===== QUELLE

# Kaufberatung Drucker HP Envy 5640 oder 5540?



## Woody83 (5. November 2015)

Hallo,...

brauche einen neuen Drucker. Weiß nur nicht ob ich den etwas neueren nehmen muss, der auch defintiv für Win 10 geeignet ist. Oder den ältern, dessen Touchscreen ein wenig größer ist, bisschen günstiger ist, aber offziele auf der Seite von Hp keine offizille Unterstützung hat für Win 10. Ich nehme stark an, das er sowieso läuft unter Win 10, v. mit den älteren Treibern.

Und generell benötige ich ein Drucker eigentlich nür für Dokumente, ich habe noch nie ein Foto ausgedrückt. Vielleicht ist die Envy Serie ja überhaupt nichts für mich. Fand aber das der Druckerkopf leicht gewechselt werden kann, ganz gut. Habe schon mit der Office Serie geliebäugelt. 

Was meint Ihr? Nutze den Drucker für den normalen Familiären Schriftverkehr. Krankenkassen/Ämter/Versicherungen usw..... denke max. 50 Blatt pro Monat, manchmal vielleicht 100....

Was halt unbedingt sein muss Multifunktion.....

mfg

Edit: Was meint Ihr zu dem "HP Officejet 4630" ?


----------

==========

(ZIEL DER AUFGABE): Schreibe aus dem Forumsthread zur Druckerwahl den Abschnitt ab, der bei „Und generell benötige“ beginnt und bei „sein muss Multifunktion.....“ endet.

===== GEZEIGTE DATENSÄTZE

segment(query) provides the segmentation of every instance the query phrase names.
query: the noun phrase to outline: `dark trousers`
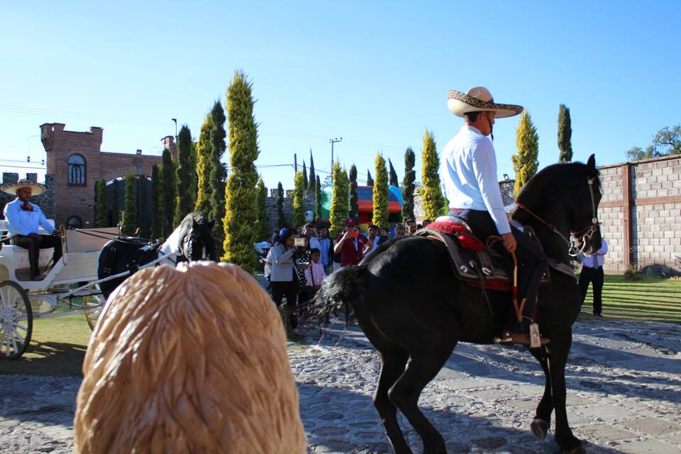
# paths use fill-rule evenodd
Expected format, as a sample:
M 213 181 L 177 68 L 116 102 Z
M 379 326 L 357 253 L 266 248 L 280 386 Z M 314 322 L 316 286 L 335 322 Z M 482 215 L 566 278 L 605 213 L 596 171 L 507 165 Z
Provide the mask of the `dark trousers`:
M 600 314 L 603 310 L 603 300 L 601 299 L 603 292 L 603 267 L 582 267 L 582 272 L 580 272 L 580 292 L 582 292 L 582 304 L 587 297 L 589 282 L 594 284 L 594 314 Z
M 485 242 L 492 236 L 499 236 L 497 226 L 487 211 L 479 210 L 455 210 L 452 216 L 461 218 L 472 229 L 475 236 Z M 518 259 L 518 303 L 524 298 L 527 299 L 523 315 L 533 318 L 534 306 L 537 301 L 537 292 L 539 289 L 539 281 L 546 271 L 548 259 L 541 246 L 527 235 L 513 226 L 511 233 L 516 238 L 516 258 Z M 501 249 L 503 246 L 499 245 Z M 520 329 L 515 326 L 514 329 Z
M 40 274 L 40 270 L 38 267 L 40 249 L 54 248 L 55 254 L 52 257 L 55 263 L 57 263 L 57 260 L 62 258 L 62 240 L 55 235 L 36 235 L 34 236 L 15 235 L 12 237 L 12 243 L 28 250 L 31 277 Z
M 292 310 L 298 301 L 298 279 L 294 279 L 292 281 L 283 282 L 270 281 L 270 286 L 272 288 L 272 299 L 277 304 L 277 307 L 282 305 L 282 300 L 284 297 L 286 297 L 286 306 L 289 311 L 289 321 L 291 323 L 291 328 L 293 329 L 298 328 L 298 318 Z

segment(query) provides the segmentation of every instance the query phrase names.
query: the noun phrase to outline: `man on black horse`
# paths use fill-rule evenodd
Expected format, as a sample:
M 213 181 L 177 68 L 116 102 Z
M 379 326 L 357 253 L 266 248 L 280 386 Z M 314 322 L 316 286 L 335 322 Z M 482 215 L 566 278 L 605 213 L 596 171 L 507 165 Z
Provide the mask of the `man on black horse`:
M 500 236 L 506 250 L 515 253 L 519 268 L 518 301 L 523 306 L 523 321 L 514 319 L 514 323 L 504 333 L 503 340 L 527 343 L 547 258 L 538 243 L 509 223 L 491 138 L 495 117 L 513 116 L 521 113 L 523 108 L 495 104 L 483 87 L 473 87 L 467 93 L 450 91 L 448 98 L 449 110 L 464 118 L 464 126 L 442 152 L 440 179 L 449 200 L 450 215 L 465 221 L 483 242 L 489 236 Z M 536 334 L 538 338 L 538 331 Z

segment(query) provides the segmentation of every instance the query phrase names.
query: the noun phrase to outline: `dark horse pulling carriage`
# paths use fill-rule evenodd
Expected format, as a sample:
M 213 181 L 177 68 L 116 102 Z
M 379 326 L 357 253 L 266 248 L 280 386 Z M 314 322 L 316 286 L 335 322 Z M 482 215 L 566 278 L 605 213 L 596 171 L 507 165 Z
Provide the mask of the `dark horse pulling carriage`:
M 586 165 L 543 169 L 520 194 L 523 209 L 512 218 L 534 230 L 550 259 L 567 265 L 568 251 L 575 246 L 587 254 L 600 247 L 598 175 L 592 155 Z M 546 384 L 531 426 L 543 439 L 555 411 L 554 440 L 561 450 L 583 453 L 568 422 L 565 375 L 581 299 L 573 275 L 551 268 L 548 273 L 535 320 L 550 344 L 530 350 L 541 365 Z M 491 343 L 503 330 L 511 316 L 511 294 L 492 291 L 487 295 L 489 306 L 482 290 L 454 275 L 443 243 L 418 236 L 382 245 L 359 265 L 331 275 L 317 295 L 322 314 L 350 305 L 380 353 L 373 402 L 396 453 L 411 453 L 397 423 L 398 409 L 421 436 L 424 453 L 446 453 L 442 436 L 419 409 L 419 397 L 458 342 Z

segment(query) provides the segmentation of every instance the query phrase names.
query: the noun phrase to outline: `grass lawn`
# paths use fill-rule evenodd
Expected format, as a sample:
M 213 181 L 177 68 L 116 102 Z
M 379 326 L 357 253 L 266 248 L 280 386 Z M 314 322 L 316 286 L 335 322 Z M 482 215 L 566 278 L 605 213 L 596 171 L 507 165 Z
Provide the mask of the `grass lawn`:
M 580 319 L 595 319 L 592 312 L 589 286 Z M 602 314 L 621 320 L 681 323 L 681 281 L 663 277 L 626 281 L 619 275 L 606 275 Z

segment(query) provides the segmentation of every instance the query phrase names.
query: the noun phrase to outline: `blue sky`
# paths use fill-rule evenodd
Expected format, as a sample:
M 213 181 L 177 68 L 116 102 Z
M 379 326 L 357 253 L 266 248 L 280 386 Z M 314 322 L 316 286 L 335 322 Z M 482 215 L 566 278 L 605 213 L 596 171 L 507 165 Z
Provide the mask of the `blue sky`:
M 624 162 L 681 123 L 680 2 L 423 3 L 2 2 L 0 168 L 45 157 L 43 123 L 101 126 L 104 151 L 160 154 L 171 118 L 198 136 L 236 69 L 253 84 L 268 187 L 292 187 L 293 169 L 265 166 L 294 153 L 309 165 L 310 148 L 328 171 L 336 137 L 360 179 L 378 152 L 402 179 L 411 146 L 420 180 L 426 129 L 439 152 L 461 124 L 447 91 L 475 85 L 528 109 L 540 167 L 558 159 L 561 103 L 575 160 Z M 500 178 L 513 175 L 517 124 L 495 125 Z

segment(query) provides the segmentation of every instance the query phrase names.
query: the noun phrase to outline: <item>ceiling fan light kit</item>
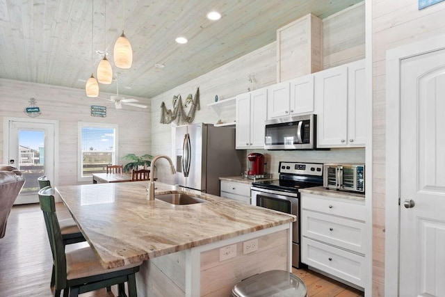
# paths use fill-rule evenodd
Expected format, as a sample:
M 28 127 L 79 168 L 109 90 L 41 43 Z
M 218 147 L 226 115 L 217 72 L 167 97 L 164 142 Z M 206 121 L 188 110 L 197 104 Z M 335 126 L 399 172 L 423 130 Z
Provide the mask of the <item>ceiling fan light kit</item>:
M 92 75 L 92 73 L 91 74 L 91 77 L 86 81 L 85 90 L 88 97 L 97 97 L 99 96 L 99 83 L 97 83 L 97 81 Z
M 113 81 L 113 69 L 110 61 L 104 56 L 97 66 L 97 81 L 101 83 L 109 85 Z

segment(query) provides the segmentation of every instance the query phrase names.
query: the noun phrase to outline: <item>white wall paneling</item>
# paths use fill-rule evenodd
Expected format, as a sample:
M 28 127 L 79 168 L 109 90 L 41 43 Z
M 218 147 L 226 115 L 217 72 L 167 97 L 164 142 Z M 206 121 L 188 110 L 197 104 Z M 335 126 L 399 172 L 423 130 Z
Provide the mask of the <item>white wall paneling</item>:
M 102 97 L 111 95 L 100 94 Z M 122 109 L 115 109 L 113 102 L 88 98 L 83 90 L 0 79 L 0 117 L 28 118 L 24 109 L 29 105 L 31 97 L 35 98 L 36 105 L 42 112 L 36 119 L 59 121 L 59 175 L 56 186 L 76 183 L 79 121 L 119 126 L 119 163 L 125 163 L 122 156 L 129 153 L 152 153 L 151 106 L 145 98 L 136 97 L 148 105 L 147 109 L 124 106 Z M 92 117 L 91 105 L 106 106 L 106 117 Z M 1 140 L 3 129 L 3 126 L 0 127 Z M 7 163 L 8 160 L 3 160 L 3 143 L 0 150 L 0 163 Z

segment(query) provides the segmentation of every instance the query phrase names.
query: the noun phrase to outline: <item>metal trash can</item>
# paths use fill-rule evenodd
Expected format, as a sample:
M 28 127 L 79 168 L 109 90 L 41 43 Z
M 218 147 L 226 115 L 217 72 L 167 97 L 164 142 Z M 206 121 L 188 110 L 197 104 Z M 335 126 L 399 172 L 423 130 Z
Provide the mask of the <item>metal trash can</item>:
M 239 282 L 232 289 L 232 297 L 307 297 L 305 282 L 282 270 L 256 274 Z

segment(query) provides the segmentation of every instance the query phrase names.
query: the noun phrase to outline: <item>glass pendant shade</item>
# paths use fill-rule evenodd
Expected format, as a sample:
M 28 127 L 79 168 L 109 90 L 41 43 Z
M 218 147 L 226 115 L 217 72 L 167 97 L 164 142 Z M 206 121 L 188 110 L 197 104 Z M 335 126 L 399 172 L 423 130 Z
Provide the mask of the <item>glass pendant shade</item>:
M 96 97 L 99 96 L 99 83 L 97 83 L 97 81 L 95 79 L 92 73 L 91 74 L 91 77 L 86 81 L 85 91 L 88 97 Z
M 113 51 L 114 64 L 116 67 L 122 69 L 129 69 L 133 63 L 133 50 L 131 45 L 128 40 L 124 31 L 116 43 L 114 45 Z
M 113 81 L 113 69 L 110 61 L 104 56 L 99 65 L 97 65 L 97 81 L 101 83 L 109 85 Z

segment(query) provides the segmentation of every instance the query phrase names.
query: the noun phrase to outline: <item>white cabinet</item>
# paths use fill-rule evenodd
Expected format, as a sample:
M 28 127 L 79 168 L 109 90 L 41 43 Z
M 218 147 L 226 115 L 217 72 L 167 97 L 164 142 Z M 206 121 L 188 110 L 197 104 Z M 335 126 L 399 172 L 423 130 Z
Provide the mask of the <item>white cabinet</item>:
M 268 120 L 313 111 L 313 74 L 268 87 Z
M 236 148 L 264 148 L 266 119 L 267 88 L 237 95 Z
M 250 184 L 222 180 L 220 181 L 220 196 L 250 204 Z
M 364 201 L 301 193 L 302 262 L 364 287 Z
M 318 72 L 314 96 L 317 147 L 364 147 L 364 60 Z

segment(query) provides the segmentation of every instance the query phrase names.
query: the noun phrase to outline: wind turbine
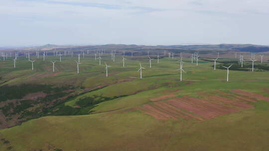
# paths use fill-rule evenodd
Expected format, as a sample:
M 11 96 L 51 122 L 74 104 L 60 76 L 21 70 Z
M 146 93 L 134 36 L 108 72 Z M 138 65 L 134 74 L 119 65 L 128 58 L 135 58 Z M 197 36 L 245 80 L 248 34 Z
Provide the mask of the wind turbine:
M 240 57 L 241 57 L 240 62 L 241 62 L 241 68 L 243 68 L 243 61 L 245 61 L 245 60 L 243 59 L 244 56 L 242 55 Z
M 107 72 L 107 77 L 108 77 L 108 67 L 110 67 L 111 66 L 108 66 L 108 65 L 107 65 L 107 63 L 105 63 L 105 64 L 106 64 L 106 71 Z
M 158 56 L 157 56 L 157 58 L 158 59 L 157 63 L 158 63 L 158 64 L 159 64 L 159 58 L 160 58 L 160 56 L 159 56 L 159 53 L 158 53 Z
M 101 58 L 101 56 L 99 56 L 98 59 L 99 59 L 99 65 L 101 65 L 101 60 L 102 59 L 102 58 Z
M 140 79 L 142 79 L 142 70 L 145 69 L 145 68 L 142 67 L 142 66 L 141 66 L 140 63 L 139 63 L 139 64 L 140 64 L 140 68 L 138 69 L 137 72 L 139 72 L 140 71 Z
M 252 60 L 251 59 L 252 61 L 252 72 L 253 72 L 254 71 L 254 62 L 256 61 L 256 60 Z
M 214 70 L 216 70 L 216 61 L 217 61 L 218 59 L 219 59 L 218 57 L 216 59 L 212 59 L 213 60 L 214 60 Z
M 78 74 L 79 74 L 79 64 L 81 64 L 81 63 L 79 63 L 79 62 L 78 62 L 76 60 L 75 61 L 76 62 L 76 63 L 77 63 L 77 67 L 78 68 L 78 71 L 77 71 L 77 73 Z
M 180 81 L 182 80 L 182 71 L 186 73 L 186 72 L 183 70 L 183 62 L 182 62 L 182 58 L 181 57 L 181 59 L 180 60 L 180 68 L 177 69 L 177 70 L 180 71 Z
M 125 59 L 125 58 L 124 58 L 124 56 L 123 56 L 123 67 L 125 67 L 125 66 L 124 66 L 124 65 L 124 65 L 124 60 L 127 60 L 127 59 Z
M 32 62 L 32 71 L 33 71 L 33 63 L 35 61 L 35 60 L 30 60 L 29 61 Z
M 13 60 L 13 62 L 14 62 L 14 68 L 16 68 L 16 60 L 15 59 L 14 59 Z
M 198 58 L 199 58 L 199 57 L 200 56 L 198 55 L 198 53 L 196 53 L 196 66 L 198 66 Z M 218 55 L 218 58 L 219 58 Z
M 147 57 L 149 59 L 149 68 L 151 68 L 151 60 L 153 60 L 154 59 L 151 59 L 149 56 L 147 56 Z
M 54 72 L 54 64 L 56 62 L 56 61 L 55 61 L 54 62 L 52 62 L 51 61 L 51 63 L 53 64 L 53 72 Z
M 60 55 L 59 55 L 58 56 L 60 56 L 60 62 L 62 62 L 62 54 L 61 54 L 61 53 L 60 53 Z
M 261 56 L 261 63 L 263 63 L 263 57 L 264 57 L 264 55 L 260 55 Z
M 227 69 L 227 82 L 229 81 L 229 69 L 231 66 L 233 66 L 233 64 L 231 65 L 231 66 L 229 66 L 229 67 L 226 67 L 224 66 L 222 66 L 222 67 L 224 67 Z

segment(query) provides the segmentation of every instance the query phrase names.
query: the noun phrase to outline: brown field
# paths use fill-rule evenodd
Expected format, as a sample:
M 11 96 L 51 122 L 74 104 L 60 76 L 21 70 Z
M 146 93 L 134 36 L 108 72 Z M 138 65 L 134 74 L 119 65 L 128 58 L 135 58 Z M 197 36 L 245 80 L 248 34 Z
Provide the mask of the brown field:
M 247 94 L 248 96 L 233 95 L 232 94 L 222 91 L 216 91 L 215 93 L 217 95 L 199 94 L 202 94 L 204 98 L 203 99 L 185 96 L 144 104 L 135 108 L 157 119 L 194 118 L 204 120 L 246 109 L 254 108 L 254 106 L 249 103 L 256 102 L 256 99 L 262 98 L 265 100 L 268 98 L 262 95 L 254 93 L 250 94 L 249 92 L 242 90 L 234 90 L 233 92 L 238 92 L 241 95 Z M 218 94 L 227 97 L 217 95 Z M 251 94 L 253 98 L 248 97 Z M 159 101 L 175 96 L 175 95 L 171 94 L 151 98 L 150 100 Z
M 152 98 L 150 99 L 150 100 L 152 101 L 159 101 L 159 100 L 165 99 L 170 98 L 170 97 L 176 97 L 177 96 L 177 95 L 175 95 L 175 94 L 168 94 L 166 95 L 161 96 L 157 97 Z

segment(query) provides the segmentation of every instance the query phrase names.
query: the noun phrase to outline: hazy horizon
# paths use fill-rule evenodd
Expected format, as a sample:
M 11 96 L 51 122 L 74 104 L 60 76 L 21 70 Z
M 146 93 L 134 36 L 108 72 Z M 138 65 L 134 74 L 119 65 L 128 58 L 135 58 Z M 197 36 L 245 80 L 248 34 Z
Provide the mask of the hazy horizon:
M 10 0 L 0 5 L 0 47 L 269 45 L 269 7 L 264 0 Z

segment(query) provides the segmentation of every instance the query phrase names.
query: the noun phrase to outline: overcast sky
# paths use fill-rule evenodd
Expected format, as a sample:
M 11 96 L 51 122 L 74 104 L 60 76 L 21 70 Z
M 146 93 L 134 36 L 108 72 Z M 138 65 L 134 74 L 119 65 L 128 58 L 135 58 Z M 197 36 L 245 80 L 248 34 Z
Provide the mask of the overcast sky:
M 268 0 L 3 0 L 0 47 L 269 45 Z

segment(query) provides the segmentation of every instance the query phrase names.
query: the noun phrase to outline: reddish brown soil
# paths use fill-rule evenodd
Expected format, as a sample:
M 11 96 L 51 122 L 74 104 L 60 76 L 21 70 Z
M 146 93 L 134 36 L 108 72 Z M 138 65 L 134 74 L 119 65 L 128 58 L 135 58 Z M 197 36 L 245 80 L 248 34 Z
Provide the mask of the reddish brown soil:
M 223 92 L 222 94 L 226 94 Z M 206 100 L 185 96 L 145 104 L 136 108 L 157 119 L 176 120 L 180 118 L 203 120 L 254 107 L 247 103 L 255 100 L 245 97 L 237 96 L 234 99 L 208 94 L 206 96 Z M 167 98 L 166 95 L 154 98 L 153 100 L 163 98 Z
M 170 97 L 176 97 L 177 96 L 177 95 L 176 95 L 171 94 L 169 95 L 159 96 L 157 97 L 152 98 L 150 99 L 150 100 L 152 101 L 159 101 L 159 100 L 163 100 L 163 99 L 167 99 Z
M 237 94 L 239 94 L 240 95 L 247 96 L 252 98 L 254 98 L 256 99 L 260 99 L 260 100 L 269 101 L 269 97 L 265 96 L 261 94 L 253 93 L 253 92 L 249 92 L 247 91 L 244 91 L 241 90 L 232 90 L 232 91 L 235 92 Z
M 269 88 L 262 88 L 261 89 L 264 91 L 266 91 L 268 93 L 269 93 Z
M 218 95 L 211 95 L 208 97 L 208 99 L 215 102 L 221 102 L 224 104 L 236 107 L 242 108 L 254 108 L 254 106 L 251 104 L 247 104 L 236 99 L 231 99 L 230 98 L 219 96 Z
M 47 95 L 46 93 L 43 92 L 29 93 L 24 96 L 21 99 L 34 100 L 39 97 L 45 97 Z

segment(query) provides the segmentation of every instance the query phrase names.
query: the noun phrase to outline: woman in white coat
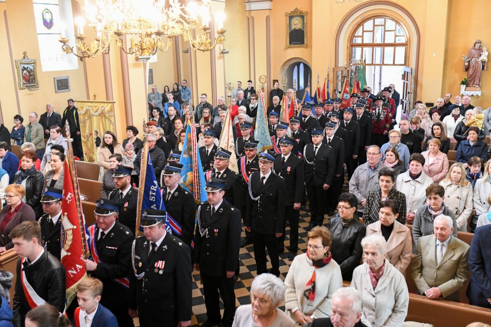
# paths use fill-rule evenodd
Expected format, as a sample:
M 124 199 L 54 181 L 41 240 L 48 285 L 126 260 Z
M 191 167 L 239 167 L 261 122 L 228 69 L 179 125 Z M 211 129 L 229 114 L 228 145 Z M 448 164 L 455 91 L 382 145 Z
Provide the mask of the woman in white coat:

==========

(LÖSUNG DER AUFGABE):
Und generell benötige ich ein Drucker eigentlich nür für Dokumente, ich habe noch nie ein Foto ausgedrückt. Vielleicht ist die Envy Serie ja überhaupt nichts für mich. Fand aber das der Druckerkopf leicht gewechselt werden kann, ganz gut. Habe schon mit der Office Serie geliebäugelt. 

Was meint Ihr? Nutze den Drucker für den normalen Familiären Schriftverkehr. Krankenkassen/Ämter/Versicherungen usw..... denke max. 50 Blatt pro Monat, manchmal vielleicht 100....

Was halt unbedingt sein muss Multifunktion.....